__Requirement__
Resize the lines below that begin at the line containing "Wildlife camera triggered — scan the photo above for man and" and continue through the end of the records, requests included. Multiply every coordinate in the answers by 1.85, round it to a whole number with halves going up, and reproduce only these lines.

(Lines for bounding box labeling)
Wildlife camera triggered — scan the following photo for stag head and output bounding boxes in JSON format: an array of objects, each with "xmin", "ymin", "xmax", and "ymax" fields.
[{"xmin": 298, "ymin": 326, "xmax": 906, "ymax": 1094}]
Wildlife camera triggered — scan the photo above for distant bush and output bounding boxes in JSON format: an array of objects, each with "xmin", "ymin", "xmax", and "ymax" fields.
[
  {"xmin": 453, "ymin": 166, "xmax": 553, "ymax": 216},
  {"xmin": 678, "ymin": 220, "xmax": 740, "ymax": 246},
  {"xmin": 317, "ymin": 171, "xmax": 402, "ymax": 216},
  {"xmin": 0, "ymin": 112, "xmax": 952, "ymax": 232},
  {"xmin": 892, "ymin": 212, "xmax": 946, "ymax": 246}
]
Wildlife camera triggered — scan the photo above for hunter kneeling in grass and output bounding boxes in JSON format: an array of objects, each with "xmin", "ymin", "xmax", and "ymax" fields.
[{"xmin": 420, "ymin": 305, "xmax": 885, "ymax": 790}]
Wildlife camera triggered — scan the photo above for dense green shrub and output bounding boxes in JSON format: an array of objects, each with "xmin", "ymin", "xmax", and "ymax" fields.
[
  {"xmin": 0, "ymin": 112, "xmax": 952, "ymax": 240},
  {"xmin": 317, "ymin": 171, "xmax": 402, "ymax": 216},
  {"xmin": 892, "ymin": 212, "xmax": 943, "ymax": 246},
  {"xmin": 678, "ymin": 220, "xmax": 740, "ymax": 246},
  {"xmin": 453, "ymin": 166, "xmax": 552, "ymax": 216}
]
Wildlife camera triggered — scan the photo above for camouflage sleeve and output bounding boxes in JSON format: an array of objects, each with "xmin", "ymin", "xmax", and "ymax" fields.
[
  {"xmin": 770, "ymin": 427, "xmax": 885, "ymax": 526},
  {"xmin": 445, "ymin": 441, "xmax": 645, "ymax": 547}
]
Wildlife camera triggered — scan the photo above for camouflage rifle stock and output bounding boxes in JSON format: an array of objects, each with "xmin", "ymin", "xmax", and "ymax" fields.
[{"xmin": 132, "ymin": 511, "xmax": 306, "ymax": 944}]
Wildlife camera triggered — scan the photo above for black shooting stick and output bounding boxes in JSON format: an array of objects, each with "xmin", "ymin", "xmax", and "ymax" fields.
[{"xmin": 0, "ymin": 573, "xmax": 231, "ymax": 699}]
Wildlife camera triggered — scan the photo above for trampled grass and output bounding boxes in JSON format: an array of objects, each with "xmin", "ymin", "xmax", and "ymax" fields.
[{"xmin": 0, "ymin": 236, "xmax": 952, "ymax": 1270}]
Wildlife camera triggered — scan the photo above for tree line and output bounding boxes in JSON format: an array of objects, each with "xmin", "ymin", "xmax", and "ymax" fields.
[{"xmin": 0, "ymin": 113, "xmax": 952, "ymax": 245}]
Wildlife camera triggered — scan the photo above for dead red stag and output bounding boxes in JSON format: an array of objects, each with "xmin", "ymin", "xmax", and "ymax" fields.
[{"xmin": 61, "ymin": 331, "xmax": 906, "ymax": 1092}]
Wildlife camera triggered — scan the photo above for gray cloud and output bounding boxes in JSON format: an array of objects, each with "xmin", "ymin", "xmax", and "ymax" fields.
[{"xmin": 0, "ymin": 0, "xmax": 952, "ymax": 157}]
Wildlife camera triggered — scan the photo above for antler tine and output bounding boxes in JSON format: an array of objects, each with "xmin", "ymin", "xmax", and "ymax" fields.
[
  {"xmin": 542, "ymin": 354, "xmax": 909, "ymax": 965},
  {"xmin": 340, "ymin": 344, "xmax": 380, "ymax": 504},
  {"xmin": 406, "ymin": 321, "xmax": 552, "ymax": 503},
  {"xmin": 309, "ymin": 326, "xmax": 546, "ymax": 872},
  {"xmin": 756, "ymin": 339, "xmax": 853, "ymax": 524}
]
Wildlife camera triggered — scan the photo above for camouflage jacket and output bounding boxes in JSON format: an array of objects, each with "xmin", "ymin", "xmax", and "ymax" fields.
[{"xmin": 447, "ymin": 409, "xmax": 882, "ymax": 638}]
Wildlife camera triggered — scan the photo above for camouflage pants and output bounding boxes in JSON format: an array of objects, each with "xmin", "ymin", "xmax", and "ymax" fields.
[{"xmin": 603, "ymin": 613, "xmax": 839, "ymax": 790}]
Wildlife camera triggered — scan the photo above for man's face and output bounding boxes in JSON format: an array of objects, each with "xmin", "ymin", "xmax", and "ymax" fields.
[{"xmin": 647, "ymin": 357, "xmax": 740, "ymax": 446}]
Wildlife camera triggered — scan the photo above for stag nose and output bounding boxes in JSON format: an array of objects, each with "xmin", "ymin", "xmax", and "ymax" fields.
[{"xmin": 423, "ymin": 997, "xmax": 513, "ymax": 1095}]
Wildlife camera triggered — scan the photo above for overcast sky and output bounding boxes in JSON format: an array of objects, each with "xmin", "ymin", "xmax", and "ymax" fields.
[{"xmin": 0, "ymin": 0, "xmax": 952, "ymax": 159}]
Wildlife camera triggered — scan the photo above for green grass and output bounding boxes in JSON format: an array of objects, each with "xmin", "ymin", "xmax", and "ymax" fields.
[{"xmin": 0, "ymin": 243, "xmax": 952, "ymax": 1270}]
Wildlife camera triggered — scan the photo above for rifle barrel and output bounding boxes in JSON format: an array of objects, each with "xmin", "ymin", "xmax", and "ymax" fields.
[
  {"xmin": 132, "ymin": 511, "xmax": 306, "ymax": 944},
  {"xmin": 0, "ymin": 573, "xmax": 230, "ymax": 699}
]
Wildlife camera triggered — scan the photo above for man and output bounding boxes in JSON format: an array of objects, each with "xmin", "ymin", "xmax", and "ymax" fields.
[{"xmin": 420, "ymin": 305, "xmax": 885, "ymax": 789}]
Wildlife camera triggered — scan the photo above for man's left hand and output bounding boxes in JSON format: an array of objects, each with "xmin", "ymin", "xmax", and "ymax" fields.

__Full response__
Wildlife camera triggered — scan the photo above for man and output bounding boxes in JSON format: an array of objects, each with "xmin", "ymin", "xmax", and "ymax" fields.
[{"xmin": 777, "ymin": 564, "xmax": 1637, "ymax": 1460}]
Wildlife camera triggered — scan the photo above for man's left hand and output bounding boxes in JSON format: an array of objects, each with "xmin", "ymin", "xmax", and "ymax" fields.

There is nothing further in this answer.